_Problem requirements_
Whenever the string "black" turns up in a line of the data below, copy that line.

(Stored data entries)
◆ ◆ ◆

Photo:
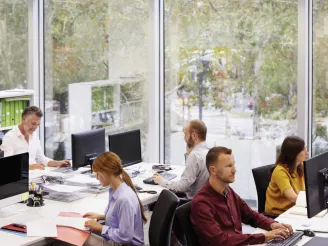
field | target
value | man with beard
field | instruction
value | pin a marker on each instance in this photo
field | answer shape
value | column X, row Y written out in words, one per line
column 217, row 212
column 22, row 138
column 195, row 174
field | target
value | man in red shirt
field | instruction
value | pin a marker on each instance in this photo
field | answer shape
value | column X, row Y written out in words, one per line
column 217, row 211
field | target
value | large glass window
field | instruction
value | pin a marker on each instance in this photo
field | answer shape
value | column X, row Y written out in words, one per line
column 13, row 63
column 96, row 69
column 320, row 78
column 13, row 44
column 232, row 64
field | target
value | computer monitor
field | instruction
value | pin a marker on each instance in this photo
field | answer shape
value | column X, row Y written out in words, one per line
column 127, row 146
column 316, row 184
column 86, row 146
column 13, row 180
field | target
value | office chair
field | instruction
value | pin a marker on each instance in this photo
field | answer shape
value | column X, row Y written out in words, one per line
column 262, row 177
column 160, row 226
column 183, row 216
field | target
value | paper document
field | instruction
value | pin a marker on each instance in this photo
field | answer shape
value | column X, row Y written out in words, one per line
column 41, row 228
column 74, row 222
column 64, row 188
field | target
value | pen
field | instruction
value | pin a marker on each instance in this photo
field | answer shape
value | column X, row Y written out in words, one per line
column 18, row 225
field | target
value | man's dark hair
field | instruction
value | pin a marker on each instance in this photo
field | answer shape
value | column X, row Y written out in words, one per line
column 32, row 110
column 199, row 127
column 214, row 153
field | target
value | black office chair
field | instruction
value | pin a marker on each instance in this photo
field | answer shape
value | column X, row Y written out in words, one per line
column 160, row 226
column 262, row 177
column 183, row 215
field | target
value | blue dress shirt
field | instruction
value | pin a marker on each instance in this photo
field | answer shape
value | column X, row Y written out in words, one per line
column 123, row 218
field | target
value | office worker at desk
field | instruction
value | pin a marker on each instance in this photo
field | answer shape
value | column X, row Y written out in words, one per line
column 287, row 178
column 23, row 138
column 217, row 212
column 195, row 174
column 124, row 213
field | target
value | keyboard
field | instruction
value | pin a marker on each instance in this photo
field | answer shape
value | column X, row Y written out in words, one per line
column 165, row 175
column 63, row 170
column 291, row 240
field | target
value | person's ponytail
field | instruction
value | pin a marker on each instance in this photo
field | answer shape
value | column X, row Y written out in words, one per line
column 128, row 181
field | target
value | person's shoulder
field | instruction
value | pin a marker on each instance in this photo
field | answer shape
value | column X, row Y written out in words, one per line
column 10, row 134
column 202, row 195
column 280, row 171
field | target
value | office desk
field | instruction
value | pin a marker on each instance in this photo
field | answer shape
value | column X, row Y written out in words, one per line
column 93, row 202
column 293, row 220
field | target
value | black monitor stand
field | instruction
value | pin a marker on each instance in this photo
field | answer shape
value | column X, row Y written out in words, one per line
column 323, row 186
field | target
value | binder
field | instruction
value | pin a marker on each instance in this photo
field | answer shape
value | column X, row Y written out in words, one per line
column 72, row 235
column 12, row 227
column 0, row 113
column 3, row 113
column 12, row 113
column 7, row 111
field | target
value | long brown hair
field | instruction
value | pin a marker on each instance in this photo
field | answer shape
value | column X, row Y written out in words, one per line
column 110, row 163
column 290, row 148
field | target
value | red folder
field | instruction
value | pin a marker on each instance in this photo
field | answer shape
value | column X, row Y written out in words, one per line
column 71, row 235
column 11, row 227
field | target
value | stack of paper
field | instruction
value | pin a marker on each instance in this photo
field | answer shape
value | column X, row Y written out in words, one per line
column 74, row 222
column 61, row 188
column 83, row 179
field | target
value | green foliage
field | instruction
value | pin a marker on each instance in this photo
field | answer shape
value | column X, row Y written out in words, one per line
column 258, row 40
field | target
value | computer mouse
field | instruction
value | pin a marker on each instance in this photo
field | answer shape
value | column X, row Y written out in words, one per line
column 308, row 233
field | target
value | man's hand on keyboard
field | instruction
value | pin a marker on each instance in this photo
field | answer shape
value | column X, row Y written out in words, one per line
column 277, row 233
column 277, row 225
column 157, row 178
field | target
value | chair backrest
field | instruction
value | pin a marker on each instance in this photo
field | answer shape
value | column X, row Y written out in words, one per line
column 183, row 215
column 262, row 177
column 160, row 226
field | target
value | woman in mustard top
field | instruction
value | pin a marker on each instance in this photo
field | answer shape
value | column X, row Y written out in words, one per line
column 287, row 178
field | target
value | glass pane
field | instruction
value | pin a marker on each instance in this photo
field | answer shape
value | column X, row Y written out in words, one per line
column 13, row 62
column 232, row 64
column 320, row 76
column 96, row 69
column 13, row 44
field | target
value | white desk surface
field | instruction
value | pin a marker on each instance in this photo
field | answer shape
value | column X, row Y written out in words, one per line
column 293, row 220
column 92, row 203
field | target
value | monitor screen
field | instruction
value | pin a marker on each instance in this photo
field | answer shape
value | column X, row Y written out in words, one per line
column 13, row 178
column 127, row 146
column 315, row 197
column 86, row 146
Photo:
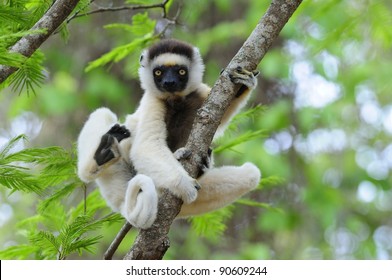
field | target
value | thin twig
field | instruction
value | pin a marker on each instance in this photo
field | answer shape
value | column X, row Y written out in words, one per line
column 121, row 8
column 117, row 241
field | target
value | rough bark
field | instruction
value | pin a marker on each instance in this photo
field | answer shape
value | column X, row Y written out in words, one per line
column 153, row 242
column 28, row 44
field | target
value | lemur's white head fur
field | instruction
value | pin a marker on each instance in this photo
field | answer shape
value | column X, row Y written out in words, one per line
column 168, row 53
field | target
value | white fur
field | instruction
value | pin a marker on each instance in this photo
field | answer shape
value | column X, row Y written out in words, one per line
column 135, row 198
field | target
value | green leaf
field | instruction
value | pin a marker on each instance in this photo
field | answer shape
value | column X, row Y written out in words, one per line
column 119, row 53
column 30, row 74
column 248, row 136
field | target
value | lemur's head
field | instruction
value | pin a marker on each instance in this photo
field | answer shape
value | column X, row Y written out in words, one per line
column 171, row 68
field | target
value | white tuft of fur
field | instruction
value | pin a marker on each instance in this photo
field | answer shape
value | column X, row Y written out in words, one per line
column 141, row 202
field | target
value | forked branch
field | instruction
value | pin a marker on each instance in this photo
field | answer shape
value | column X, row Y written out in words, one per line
column 153, row 242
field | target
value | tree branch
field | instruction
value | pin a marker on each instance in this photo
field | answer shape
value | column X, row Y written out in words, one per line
column 123, row 8
column 50, row 21
column 153, row 242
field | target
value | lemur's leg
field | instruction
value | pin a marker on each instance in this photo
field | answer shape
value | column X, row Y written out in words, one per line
column 222, row 186
column 141, row 202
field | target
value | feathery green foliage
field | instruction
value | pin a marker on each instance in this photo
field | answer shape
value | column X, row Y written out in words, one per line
column 141, row 31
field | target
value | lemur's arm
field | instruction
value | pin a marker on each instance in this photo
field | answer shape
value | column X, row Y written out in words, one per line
column 248, row 82
column 97, row 125
column 151, row 155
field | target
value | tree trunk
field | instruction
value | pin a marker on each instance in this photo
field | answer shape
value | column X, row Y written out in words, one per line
column 153, row 243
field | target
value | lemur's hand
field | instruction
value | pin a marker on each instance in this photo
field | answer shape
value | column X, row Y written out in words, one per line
column 120, row 132
column 107, row 150
column 187, row 189
column 245, row 78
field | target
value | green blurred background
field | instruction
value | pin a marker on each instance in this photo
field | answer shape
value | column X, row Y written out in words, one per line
column 326, row 120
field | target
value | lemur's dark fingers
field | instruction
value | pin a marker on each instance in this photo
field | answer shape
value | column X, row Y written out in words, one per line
column 119, row 132
column 243, row 77
column 197, row 186
column 104, row 152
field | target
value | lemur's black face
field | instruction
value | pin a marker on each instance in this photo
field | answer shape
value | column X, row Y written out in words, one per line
column 173, row 78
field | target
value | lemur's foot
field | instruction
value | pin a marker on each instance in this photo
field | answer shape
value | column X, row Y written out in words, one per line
column 245, row 78
column 120, row 132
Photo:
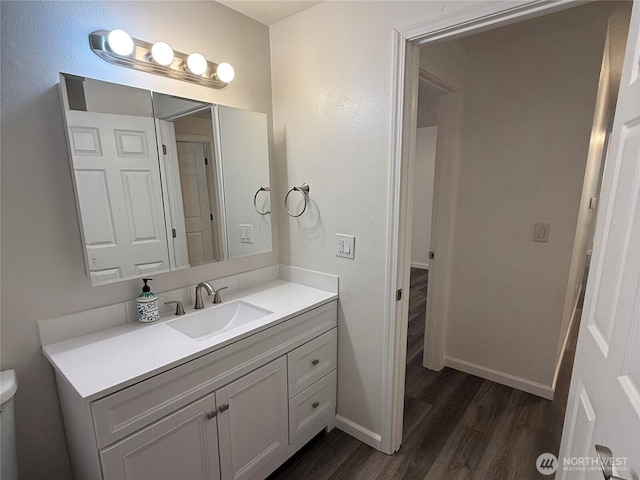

◆ ◆ ◆

_Finished exercise_
value | black office chair
value | black monitor stand
value | lemur's black face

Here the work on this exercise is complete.